[Patch v5 1/6] dump: support gzipped output

David Bremner david at tethera.net
Tue Apr 1 18:16:16 PDT 2014


The main goal is to support gzipped output for future internal
calls (e.g. from notmuch-new) to notmuch_database_dump.

The additional dependency is not very heavy since xapian already pulls
in zlib.
---
 INSTALL                   | 17 +++++++++++----
 Makefile.local            |  2 +-
 configure                 | 28 +++++++++++++++++++++---
 doc/man1/notmuch-dump.rst |  3 +++
 notmuch-client.h          |  4 +++-
 notmuch-dump.c            | 54 ++++++++++++++++++++++++++++++-----------------
 test/T240-dump-restore.sh | 12 +++++++++++
 7 files changed, 92 insertions(+), 28 deletions(-)

diff --git a/INSTALL b/INSTALL
index 690b0ef..df318fa 100644
--- a/INSTALL
+++ b/INSTALL
@@ -20,8 +20,8 @@ configure stage.
 
 Dependencies
 ------------
-Notmuch depends on three libraries: Xapian, GMime 2.4 or 2.6, and
-Talloc which are each described below:
+Notmuch depends on four libraries: Xapian, GMime 2.4 or 2.6,
+Talloc, and zlib which are each described below:
 
 	Xapian
 	------
@@ -60,6 +60,15 @@ Talloc which are each described below:
 
 	Talloc is available from http://talloc.samba.org/
 
+	zlib
+	----
+
+	zlib is an extremely popular compression library. It is used
+	by Xapian, so if you installed that you will already have
+	zlib. You may need to install the zlib headers separately.

Information supplied:
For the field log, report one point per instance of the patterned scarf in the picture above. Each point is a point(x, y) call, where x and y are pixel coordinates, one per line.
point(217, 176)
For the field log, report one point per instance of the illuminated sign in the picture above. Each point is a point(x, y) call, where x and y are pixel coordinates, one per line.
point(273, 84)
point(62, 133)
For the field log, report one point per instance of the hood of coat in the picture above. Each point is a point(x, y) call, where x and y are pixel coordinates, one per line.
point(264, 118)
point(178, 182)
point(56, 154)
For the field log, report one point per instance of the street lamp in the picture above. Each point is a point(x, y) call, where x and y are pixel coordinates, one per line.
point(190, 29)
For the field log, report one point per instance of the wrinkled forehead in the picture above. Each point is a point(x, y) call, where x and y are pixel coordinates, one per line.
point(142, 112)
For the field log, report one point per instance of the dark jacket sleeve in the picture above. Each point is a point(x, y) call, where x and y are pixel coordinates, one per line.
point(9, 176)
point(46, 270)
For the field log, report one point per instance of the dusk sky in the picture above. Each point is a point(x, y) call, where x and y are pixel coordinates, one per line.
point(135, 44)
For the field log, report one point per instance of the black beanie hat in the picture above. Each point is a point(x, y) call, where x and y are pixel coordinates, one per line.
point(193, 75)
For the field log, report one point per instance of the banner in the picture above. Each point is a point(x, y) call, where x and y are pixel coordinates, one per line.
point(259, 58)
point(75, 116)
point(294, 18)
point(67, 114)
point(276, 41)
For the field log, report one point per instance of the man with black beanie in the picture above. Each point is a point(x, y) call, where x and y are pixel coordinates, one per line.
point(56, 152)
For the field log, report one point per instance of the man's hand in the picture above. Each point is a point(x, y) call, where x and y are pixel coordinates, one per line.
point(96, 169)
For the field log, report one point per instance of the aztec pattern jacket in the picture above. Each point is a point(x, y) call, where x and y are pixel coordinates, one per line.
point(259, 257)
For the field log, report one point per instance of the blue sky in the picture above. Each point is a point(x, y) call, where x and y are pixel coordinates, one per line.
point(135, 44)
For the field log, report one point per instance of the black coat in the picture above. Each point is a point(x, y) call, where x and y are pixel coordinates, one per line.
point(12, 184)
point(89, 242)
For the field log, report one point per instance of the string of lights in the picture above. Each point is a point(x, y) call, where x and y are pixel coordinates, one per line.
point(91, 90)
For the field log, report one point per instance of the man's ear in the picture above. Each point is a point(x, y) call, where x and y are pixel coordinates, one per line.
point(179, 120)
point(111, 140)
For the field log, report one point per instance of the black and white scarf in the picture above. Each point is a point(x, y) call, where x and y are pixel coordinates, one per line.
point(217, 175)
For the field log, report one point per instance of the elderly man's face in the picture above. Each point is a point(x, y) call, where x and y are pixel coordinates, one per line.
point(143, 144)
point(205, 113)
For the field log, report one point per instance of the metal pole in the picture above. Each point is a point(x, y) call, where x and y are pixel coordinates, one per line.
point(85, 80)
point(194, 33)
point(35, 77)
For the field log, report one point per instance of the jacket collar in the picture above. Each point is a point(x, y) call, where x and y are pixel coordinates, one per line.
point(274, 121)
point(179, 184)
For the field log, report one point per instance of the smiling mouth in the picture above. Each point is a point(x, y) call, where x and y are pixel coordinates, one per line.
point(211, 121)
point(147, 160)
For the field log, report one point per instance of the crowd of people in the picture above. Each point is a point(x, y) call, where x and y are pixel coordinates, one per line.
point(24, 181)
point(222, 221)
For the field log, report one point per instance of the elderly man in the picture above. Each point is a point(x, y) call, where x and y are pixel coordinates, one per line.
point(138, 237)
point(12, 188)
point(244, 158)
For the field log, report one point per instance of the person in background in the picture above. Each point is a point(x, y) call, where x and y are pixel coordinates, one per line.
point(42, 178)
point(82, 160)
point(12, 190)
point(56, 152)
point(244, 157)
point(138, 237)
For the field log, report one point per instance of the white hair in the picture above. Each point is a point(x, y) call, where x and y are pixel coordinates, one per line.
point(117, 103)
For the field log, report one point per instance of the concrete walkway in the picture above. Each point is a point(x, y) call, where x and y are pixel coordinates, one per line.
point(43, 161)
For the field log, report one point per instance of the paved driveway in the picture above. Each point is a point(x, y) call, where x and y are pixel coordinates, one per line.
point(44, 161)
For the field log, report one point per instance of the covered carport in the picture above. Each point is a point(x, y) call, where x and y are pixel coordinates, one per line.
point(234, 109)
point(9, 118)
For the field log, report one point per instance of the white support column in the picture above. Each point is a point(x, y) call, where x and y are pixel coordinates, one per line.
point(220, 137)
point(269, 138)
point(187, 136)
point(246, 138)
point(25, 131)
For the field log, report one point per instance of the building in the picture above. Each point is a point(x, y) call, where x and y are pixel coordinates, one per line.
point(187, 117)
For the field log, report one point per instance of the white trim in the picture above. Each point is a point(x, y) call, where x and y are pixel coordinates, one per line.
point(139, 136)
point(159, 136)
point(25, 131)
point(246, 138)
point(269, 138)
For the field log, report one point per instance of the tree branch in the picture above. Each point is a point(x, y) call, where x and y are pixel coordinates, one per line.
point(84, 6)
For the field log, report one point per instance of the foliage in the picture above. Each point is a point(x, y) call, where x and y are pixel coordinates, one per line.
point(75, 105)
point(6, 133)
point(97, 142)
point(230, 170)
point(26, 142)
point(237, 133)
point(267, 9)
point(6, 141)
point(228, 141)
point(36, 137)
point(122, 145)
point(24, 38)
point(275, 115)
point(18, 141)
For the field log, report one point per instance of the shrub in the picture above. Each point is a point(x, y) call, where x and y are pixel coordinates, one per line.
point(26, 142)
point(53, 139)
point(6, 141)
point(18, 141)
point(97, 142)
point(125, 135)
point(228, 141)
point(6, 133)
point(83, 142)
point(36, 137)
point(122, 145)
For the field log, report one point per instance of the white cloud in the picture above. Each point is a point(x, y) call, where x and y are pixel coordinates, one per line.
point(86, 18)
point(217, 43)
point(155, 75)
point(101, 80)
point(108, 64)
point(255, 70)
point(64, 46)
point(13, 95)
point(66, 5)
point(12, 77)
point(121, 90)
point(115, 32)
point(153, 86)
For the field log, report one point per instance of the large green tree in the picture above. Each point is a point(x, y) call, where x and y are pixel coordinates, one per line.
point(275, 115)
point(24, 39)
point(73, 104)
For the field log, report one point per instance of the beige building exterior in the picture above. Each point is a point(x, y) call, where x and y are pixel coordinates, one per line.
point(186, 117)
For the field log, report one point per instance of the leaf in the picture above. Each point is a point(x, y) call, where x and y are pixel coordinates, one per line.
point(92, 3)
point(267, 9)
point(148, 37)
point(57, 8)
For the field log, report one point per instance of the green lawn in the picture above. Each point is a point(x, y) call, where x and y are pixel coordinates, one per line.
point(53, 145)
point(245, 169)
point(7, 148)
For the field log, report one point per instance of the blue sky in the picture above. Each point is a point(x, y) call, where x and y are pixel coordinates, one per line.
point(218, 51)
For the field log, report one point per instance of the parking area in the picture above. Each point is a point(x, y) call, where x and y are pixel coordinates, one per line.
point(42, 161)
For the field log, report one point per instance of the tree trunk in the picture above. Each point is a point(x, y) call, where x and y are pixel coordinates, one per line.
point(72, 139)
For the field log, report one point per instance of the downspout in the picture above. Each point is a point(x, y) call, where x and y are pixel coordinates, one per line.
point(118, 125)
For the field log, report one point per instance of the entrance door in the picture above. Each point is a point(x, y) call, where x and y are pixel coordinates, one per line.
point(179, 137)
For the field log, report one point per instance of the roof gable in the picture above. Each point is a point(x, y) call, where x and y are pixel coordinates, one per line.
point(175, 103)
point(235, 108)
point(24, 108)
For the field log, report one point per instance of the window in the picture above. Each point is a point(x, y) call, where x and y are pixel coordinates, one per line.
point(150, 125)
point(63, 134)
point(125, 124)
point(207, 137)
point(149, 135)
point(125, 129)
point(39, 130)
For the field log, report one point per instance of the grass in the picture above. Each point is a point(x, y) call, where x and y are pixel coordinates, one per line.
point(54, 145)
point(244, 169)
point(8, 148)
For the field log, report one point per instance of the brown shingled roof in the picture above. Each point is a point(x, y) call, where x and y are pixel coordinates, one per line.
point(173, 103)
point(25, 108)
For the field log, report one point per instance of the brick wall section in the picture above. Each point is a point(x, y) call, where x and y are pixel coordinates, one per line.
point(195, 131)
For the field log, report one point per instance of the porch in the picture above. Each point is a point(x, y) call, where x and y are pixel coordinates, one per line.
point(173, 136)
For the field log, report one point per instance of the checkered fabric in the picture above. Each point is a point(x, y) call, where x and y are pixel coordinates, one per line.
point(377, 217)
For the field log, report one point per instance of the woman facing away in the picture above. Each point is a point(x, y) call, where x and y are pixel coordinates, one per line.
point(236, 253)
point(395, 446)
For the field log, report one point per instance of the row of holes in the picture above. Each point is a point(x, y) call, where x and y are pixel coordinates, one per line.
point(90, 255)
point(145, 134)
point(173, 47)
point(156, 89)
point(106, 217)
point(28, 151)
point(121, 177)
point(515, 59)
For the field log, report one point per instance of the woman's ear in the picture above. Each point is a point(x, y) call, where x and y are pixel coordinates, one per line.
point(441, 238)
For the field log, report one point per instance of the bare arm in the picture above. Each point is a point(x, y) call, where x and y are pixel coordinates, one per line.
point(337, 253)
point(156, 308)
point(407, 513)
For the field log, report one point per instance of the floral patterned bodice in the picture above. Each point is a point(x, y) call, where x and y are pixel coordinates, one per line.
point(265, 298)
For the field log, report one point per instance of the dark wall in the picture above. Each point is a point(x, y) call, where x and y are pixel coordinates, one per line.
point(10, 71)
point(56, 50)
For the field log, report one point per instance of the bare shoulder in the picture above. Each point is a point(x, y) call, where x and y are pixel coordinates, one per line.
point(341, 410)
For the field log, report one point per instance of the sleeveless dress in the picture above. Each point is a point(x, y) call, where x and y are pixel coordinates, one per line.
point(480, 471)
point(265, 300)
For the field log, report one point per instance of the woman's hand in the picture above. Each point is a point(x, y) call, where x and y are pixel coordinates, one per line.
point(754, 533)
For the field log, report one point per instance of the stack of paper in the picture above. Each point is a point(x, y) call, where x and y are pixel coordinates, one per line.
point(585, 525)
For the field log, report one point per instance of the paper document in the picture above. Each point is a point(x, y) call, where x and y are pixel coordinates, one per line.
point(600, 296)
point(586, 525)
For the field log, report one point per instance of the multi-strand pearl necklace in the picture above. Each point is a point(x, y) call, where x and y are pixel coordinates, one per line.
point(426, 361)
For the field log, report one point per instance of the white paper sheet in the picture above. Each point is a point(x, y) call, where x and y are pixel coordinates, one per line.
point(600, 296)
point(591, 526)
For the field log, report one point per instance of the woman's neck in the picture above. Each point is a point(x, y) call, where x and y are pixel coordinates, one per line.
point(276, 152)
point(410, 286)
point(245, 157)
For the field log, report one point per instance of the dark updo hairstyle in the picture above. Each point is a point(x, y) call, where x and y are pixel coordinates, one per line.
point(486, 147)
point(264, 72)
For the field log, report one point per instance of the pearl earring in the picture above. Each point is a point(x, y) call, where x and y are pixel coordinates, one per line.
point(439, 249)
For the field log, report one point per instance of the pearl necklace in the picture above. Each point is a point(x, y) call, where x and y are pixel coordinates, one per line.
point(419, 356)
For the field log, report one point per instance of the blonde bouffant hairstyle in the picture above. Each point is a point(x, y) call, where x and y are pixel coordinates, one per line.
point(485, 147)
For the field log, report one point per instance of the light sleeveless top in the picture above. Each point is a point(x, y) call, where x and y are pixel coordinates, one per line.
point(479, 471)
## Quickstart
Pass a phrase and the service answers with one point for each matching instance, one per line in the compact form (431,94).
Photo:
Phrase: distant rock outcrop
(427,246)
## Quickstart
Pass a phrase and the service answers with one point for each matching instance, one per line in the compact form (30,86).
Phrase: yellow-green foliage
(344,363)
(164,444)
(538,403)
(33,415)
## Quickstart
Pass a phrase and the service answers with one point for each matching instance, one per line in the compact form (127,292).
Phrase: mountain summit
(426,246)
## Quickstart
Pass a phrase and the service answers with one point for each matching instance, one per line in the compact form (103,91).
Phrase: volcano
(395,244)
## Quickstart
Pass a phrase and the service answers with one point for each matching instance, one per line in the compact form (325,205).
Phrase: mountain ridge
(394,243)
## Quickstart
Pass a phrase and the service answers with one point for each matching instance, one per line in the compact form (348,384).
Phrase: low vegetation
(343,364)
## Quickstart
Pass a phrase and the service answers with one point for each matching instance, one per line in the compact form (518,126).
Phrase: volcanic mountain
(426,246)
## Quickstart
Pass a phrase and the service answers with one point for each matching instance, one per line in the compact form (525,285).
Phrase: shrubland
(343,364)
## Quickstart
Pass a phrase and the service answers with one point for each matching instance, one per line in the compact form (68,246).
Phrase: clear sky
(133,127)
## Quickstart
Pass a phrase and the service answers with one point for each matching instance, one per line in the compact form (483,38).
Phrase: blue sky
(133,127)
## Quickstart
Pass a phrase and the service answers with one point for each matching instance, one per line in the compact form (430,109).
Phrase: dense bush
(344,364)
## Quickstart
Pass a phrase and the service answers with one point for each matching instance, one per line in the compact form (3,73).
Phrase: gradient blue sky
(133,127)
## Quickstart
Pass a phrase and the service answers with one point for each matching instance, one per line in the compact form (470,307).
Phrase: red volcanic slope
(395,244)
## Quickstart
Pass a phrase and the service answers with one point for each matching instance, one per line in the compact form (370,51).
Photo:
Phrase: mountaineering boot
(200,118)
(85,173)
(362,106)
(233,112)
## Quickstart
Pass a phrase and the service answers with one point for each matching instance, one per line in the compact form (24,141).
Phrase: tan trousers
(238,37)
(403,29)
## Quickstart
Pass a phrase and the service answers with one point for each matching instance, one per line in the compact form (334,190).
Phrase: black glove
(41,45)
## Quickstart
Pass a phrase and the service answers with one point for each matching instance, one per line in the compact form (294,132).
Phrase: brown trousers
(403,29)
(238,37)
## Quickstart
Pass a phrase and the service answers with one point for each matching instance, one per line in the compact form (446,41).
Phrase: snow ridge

Given instruction: Resume the gzipped-dump patch from the point where it stops.

Expected answer:
+
+	zlib is available from http://zlib.net
+
 Building Documentation
 ----------------------
 
@@ -79,11 +88,11 @@ dependencies with a simple simple command line. For example:
 
   For Debian and similar:
 
-        sudo apt-get install libxapian-dev libgmime-2.6-dev libtalloc-dev python-sphinx
+        sudo apt-get install libxapian-dev libgmime-2.6-dev libtalloc-dev zlib1g-dev python-sphinx
 
   For Fedora and similar:
 
-	sudo yum install xapian-core-devel gmime-devel libtalloc-devel python-sphinx
+	sudo yum install xapian-core-devel gmime-devel libtalloc-devel zlib-devel python-sphinx
 
 On other systems, a similar command can be used, but the details of
 the package names may be different.
diff --git a/Makefile.local b/Makefile.local
index cb7b106..e5a20a7 100644
--- a/Makefile.local
+++ b/Makefile.local
@@ -41,7 +41,7 @@ PV_FILE=bindings/python/notmuch/version.py
 # Smash together user's values with our extra values
 FINAL_CFLAGS = -DNOTMUCH_VERSION=$(VERSION) $(CPPFLAGS) $(CFLAGS) $(WARN_CFLAGS) $(extra_cflags) $(CONFIGURE_CFLAGS)
 FINAL_CXXFLAGS = $(CPPFLAGS) $(CXXFLAGS) $(WARN_CXXFLAGS) $(extra_cflags) $(extra_cxxflags) $(CONFIGURE_CXXFLAGS)
-FINAL_NOTMUCH_LDFLAGS = $(LDFLAGS) -Lutil -lutil -Llib -lnotmuch $(AS_NEEDED_LDFLAGS) $(GMIME_LDFLAGS) $(TALLOC_LDFLAGS)
+FINAL_NOTMUCH_LDFLAGS = $(LDFLAGS) -Lutil -lutil -Llib -lnotmuch $(AS_NEEDED_LDFLAGS) $(GMIME_LDFLAGS) $(TALLOC_LDFLAGS) $(ZLIB_LDFLAGS)
 FINAL_NOTMUCH_LINKER = CC
 ifneq ($(LINKER_RESOLVES_LIBRARY_DEPENDENCIES),1)
 FINAL_NOTMUCH_LDFLAGS += $(CONFIGURE_LDFLAGS)
diff --git a/configure b/configure
index 1d430b9..d685ab3 100755
--- a/configure
+++ b/configure
@@ -340,6 +340,18 @@ else
     errors=$((errors + 1))
 fi
 
+printf "Checking for zlib development files... "
+have_zlib=0
+if pkg-config --exists zlib; then
+    printf "Yes.\n"
+    have_zlib=1
+    zlib_cflags=$(pkg-config --cflags zlib)
+    zlib_ldflags=$(pkg-config --libs zlib)
+else
+    printf "No.\n"
+    errors=$((errors + 1))
+fi
+
 printf "Checking for talloc development files... "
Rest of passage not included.